> **Task statement**
Text in the records must be reproduced exactly, and pictures must be skipped.

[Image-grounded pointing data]
►

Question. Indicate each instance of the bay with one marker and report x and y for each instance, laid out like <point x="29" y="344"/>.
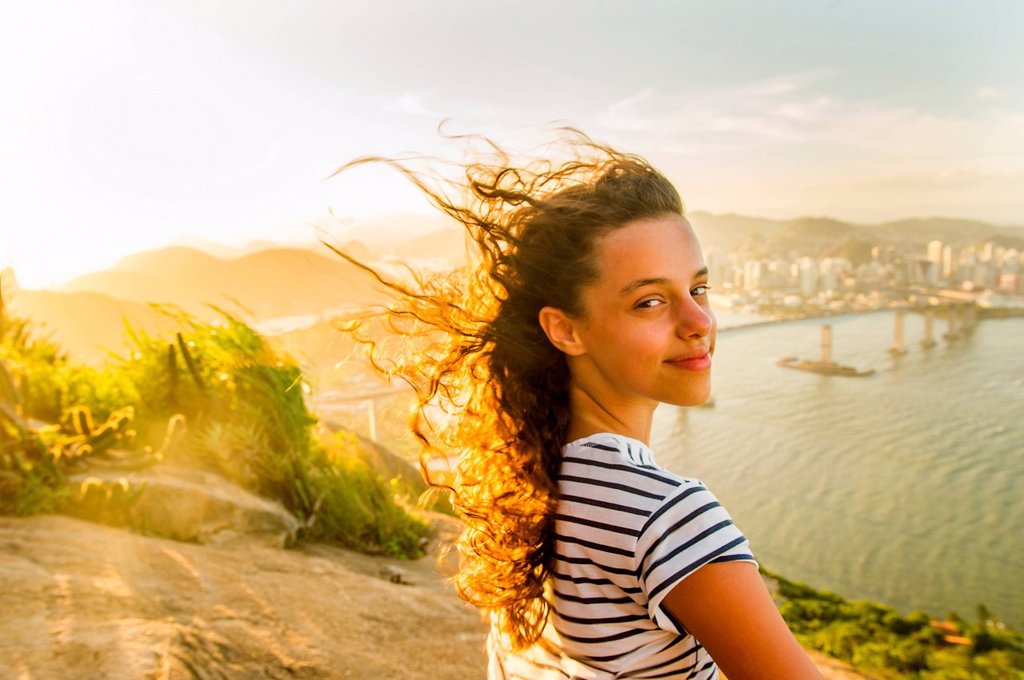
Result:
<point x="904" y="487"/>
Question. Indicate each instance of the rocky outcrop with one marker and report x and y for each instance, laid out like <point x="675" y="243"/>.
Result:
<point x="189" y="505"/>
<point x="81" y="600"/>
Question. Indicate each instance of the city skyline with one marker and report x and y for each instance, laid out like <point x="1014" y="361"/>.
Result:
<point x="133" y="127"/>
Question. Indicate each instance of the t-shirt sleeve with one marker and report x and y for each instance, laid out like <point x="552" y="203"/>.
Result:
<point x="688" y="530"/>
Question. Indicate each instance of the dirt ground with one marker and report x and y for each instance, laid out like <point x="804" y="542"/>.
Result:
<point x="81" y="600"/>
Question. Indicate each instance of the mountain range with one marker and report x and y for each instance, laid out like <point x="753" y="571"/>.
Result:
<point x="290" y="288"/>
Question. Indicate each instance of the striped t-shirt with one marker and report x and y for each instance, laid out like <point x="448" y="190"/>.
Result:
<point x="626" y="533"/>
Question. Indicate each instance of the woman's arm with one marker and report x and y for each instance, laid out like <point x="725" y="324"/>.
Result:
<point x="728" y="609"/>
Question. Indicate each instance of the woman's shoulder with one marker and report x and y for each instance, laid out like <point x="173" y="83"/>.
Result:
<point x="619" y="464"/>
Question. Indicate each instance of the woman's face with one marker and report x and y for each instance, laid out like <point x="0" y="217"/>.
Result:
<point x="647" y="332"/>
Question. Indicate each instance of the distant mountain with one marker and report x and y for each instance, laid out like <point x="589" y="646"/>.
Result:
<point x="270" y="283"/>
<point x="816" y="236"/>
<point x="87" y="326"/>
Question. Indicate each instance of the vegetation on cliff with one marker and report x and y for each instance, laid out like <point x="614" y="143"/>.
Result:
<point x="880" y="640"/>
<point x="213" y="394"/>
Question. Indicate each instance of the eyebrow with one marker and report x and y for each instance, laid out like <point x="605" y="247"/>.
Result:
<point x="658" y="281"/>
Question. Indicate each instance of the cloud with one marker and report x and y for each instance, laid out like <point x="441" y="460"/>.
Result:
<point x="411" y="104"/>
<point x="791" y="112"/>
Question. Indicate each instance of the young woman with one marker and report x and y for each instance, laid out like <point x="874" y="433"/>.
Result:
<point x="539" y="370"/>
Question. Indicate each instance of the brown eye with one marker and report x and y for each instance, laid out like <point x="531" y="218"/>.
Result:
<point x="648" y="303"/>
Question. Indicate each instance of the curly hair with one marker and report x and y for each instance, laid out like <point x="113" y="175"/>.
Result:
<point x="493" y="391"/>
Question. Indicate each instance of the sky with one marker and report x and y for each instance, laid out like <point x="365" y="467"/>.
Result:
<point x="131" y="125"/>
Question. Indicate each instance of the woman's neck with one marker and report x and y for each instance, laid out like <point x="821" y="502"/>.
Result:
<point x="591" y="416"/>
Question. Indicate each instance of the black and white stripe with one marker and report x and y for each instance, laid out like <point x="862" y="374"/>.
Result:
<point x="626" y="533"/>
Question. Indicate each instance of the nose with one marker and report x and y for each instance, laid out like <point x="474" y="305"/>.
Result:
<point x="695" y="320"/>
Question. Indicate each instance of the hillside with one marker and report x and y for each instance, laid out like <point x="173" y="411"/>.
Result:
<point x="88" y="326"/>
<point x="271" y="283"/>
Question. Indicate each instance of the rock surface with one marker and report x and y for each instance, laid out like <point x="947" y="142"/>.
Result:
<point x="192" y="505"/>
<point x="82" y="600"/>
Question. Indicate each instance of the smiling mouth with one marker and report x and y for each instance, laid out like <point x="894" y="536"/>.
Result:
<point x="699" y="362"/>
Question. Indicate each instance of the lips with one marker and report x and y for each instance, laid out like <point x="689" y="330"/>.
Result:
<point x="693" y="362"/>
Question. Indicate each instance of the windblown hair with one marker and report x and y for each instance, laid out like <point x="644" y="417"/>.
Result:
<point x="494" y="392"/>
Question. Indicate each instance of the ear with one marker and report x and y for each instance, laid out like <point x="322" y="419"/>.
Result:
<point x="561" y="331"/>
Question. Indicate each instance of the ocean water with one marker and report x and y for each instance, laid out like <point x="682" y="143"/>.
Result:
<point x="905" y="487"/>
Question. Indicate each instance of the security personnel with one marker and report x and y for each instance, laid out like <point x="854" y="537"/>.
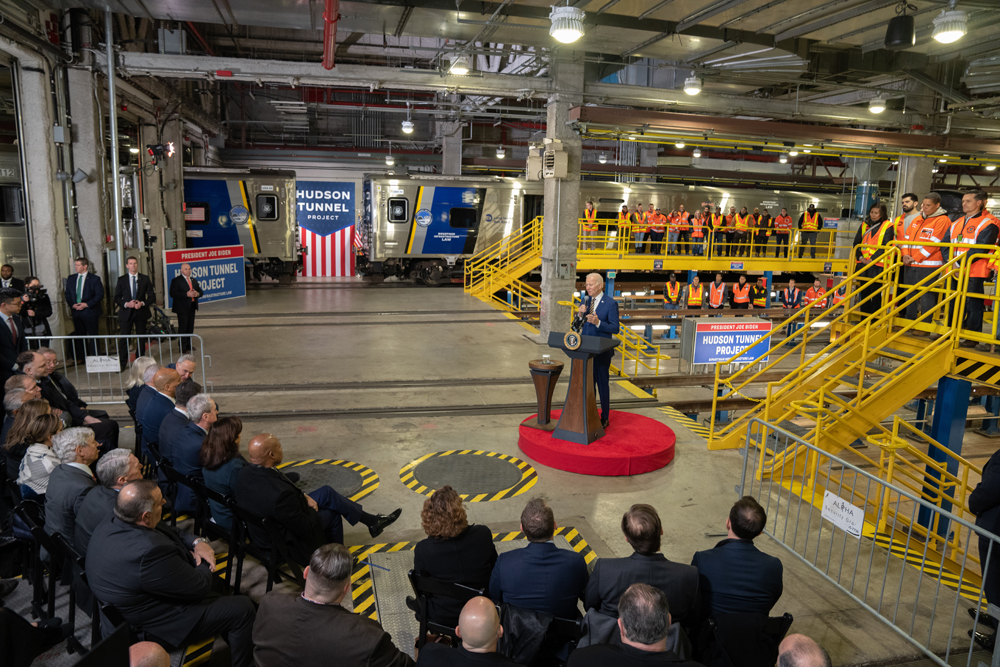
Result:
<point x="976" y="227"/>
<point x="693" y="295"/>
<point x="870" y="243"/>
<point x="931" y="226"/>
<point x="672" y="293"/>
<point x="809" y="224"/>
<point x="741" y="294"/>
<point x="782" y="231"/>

◄

> **Response**
Question. Indicate each instance of the bay with one marker and report x and y for each instance, laid out like <point x="29" y="344"/>.
Result:
<point x="904" y="487"/>
Question. Indicate each instance of the rocky outcrop with one marker and report x and y for each instance, laid out like <point x="675" y="243"/>.
Result:
<point x="189" y="505"/>
<point x="81" y="600"/>
Question. Indicate each instance of the city skyline with one marker and report x and y for each instance, laid out like <point x="1014" y="361"/>.
Result:
<point x="133" y="127"/>
Question. Indicate each instance of the t-shirt sleeve with one marker and report x and y for each instance, laid out like <point x="552" y="203"/>.
Result:
<point x="688" y="530"/>
Question. Indicate each instance of the dirt ground with one marker and report x and y for each instance, laid out like <point x="804" y="542"/>.
Result:
<point x="81" y="600"/>
Question. Indicate each instance of the mountain range with one marker and report x and y for each instance, laid out like <point x="753" y="571"/>.
Result:
<point x="290" y="288"/>
Question. Indicate each instance of the striped t-shirt with one marker and report x and y for each instance, laid out like <point x="448" y="190"/>.
Result:
<point x="626" y="533"/>
Question. Indicate each instance of the woman's arm with one marker and report x and y for each instance, laid out like <point x="725" y="324"/>.
Result:
<point x="728" y="609"/>
Question. Indicate each instance of the woman's shoulder with one marker and report x and y for each instance, laid out like <point x="173" y="83"/>.
Result:
<point x="619" y="464"/>
Question. Indicate each instance of the woman's face with one marker and report x and y for each instance, laid out like <point x="0" y="217"/>.
Result:
<point x="647" y="332"/>
Question. Indicate each instance of the distant mountain with one marker and report x and y for each instance, laid out like <point x="589" y="646"/>.
Result:
<point x="270" y="283"/>
<point x="816" y="236"/>
<point x="87" y="326"/>
Question. Indicate each instance of the vegetation on cliff with one marker and report x and y for each instance, laid out like <point x="614" y="143"/>.
Result:
<point x="880" y="640"/>
<point x="213" y="394"/>
Question. Indicate each instance of the eyebrow with one marker and report x and y for each instance, laid out like <point x="605" y="247"/>.
Result:
<point x="658" y="281"/>
Question. Indicate each instance of the cloud with one marker and report x and y for each instance, laid out like <point x="441" y="460"/>.
Result:
<point x="411" y="104"/>
<point x="791" y="112"/>
Question. Indicate each instance of the young woman with one marker and report x and y for each instance, laid out like <point x="874" y="433"/>.
Result:
<point x="539" y="370"/>
Question. Indicate each instance of the brown eye with one marker and report x and y for each instance, laid out like <point x="531" y="218"/>.
Result:
<point x="648" y="303"/>
Question. Indicate each instance of the curly hair with one marker and report x and y for each instance, laid out like <point x="113" y="175"/>.
Result:
<point x="493" y="391"/>
Question. Indicate each instance of the sky with one marker and report x and y for each instance, laid out like <point x="365" y="467"/>.
Result:
<point x="131" y="125"/>
Question. Indicate each instance of the woman's neck with one marker and report x and y for each instance, laid out like <point x="821" y="502"/>.
Result:
<point x="591" y="416"/>
Question. Indicate each instance of the black and white stripe with one marker and report x and y for each instance, laid out like <point x="862" y="374"/>.
Result:
<point x="626" y="533"/>
Question. Indicate each instance of the nose with one marker and report x and y for each instance, laid out like <point x="474" y="305"/>.
Result:
<point x="695" y="320"/>
Question. Indicate each instance of the hillside with one marker and report x and y for each instance, laid out like <point x="173" y="411"/>.
Result:
<point x="88" y="326"/>
<point x="271" y="283"/>
Question. Indicate each instance of the rock surface with one marker and report x and y for each instance, laid out like <point x="947" y="142"/>.
Result:
<point x="192" y="505"/>
<point x="82" y="600"/>
Question. Indicate each instance of the smiling mouth with one marker and report x and y for each instance, laid out like <point x="894" y="536"/>.
Result:
<point x="699" y="362"/>
Question. Indicate each instance of the lips with one marker and report x and y for each instance, laid out like <point x="689" y="330"/>.
Result:
<point x="693" y="362"/>
Question. Indicate each instance of the windblown hair with one marker and report x and y for each instance, laid out like <point x="644" y="417"/>.
Result:
<point x="494" y="392"/>
Question. Indicate each instance of the ear with one marker and report x and y for each instance, laid out like <point x="322" y="419"/>.
Result:
<point x="561" y="331"/>
Question. Indicate each instance of the ocean water with one marker and report x and y for each instance, laid out like <point x="682" y="143"/>.
Result:
<point x="905" y="487"/>
Question. Indicate each instance of the security personnel with one marker and report x and y for each instance, laid out like <point x="854" y="537"/>.
Result:
<point x="976" y="227"/>
<point x="693" y="295"/>
<point x="870" y="243"/>
<point x="931" y="226"/>
<point x="672" y="293"/>
<point x="809" y="224"/>
<point x="741" y="294"/>
<point x="782" y="231"/>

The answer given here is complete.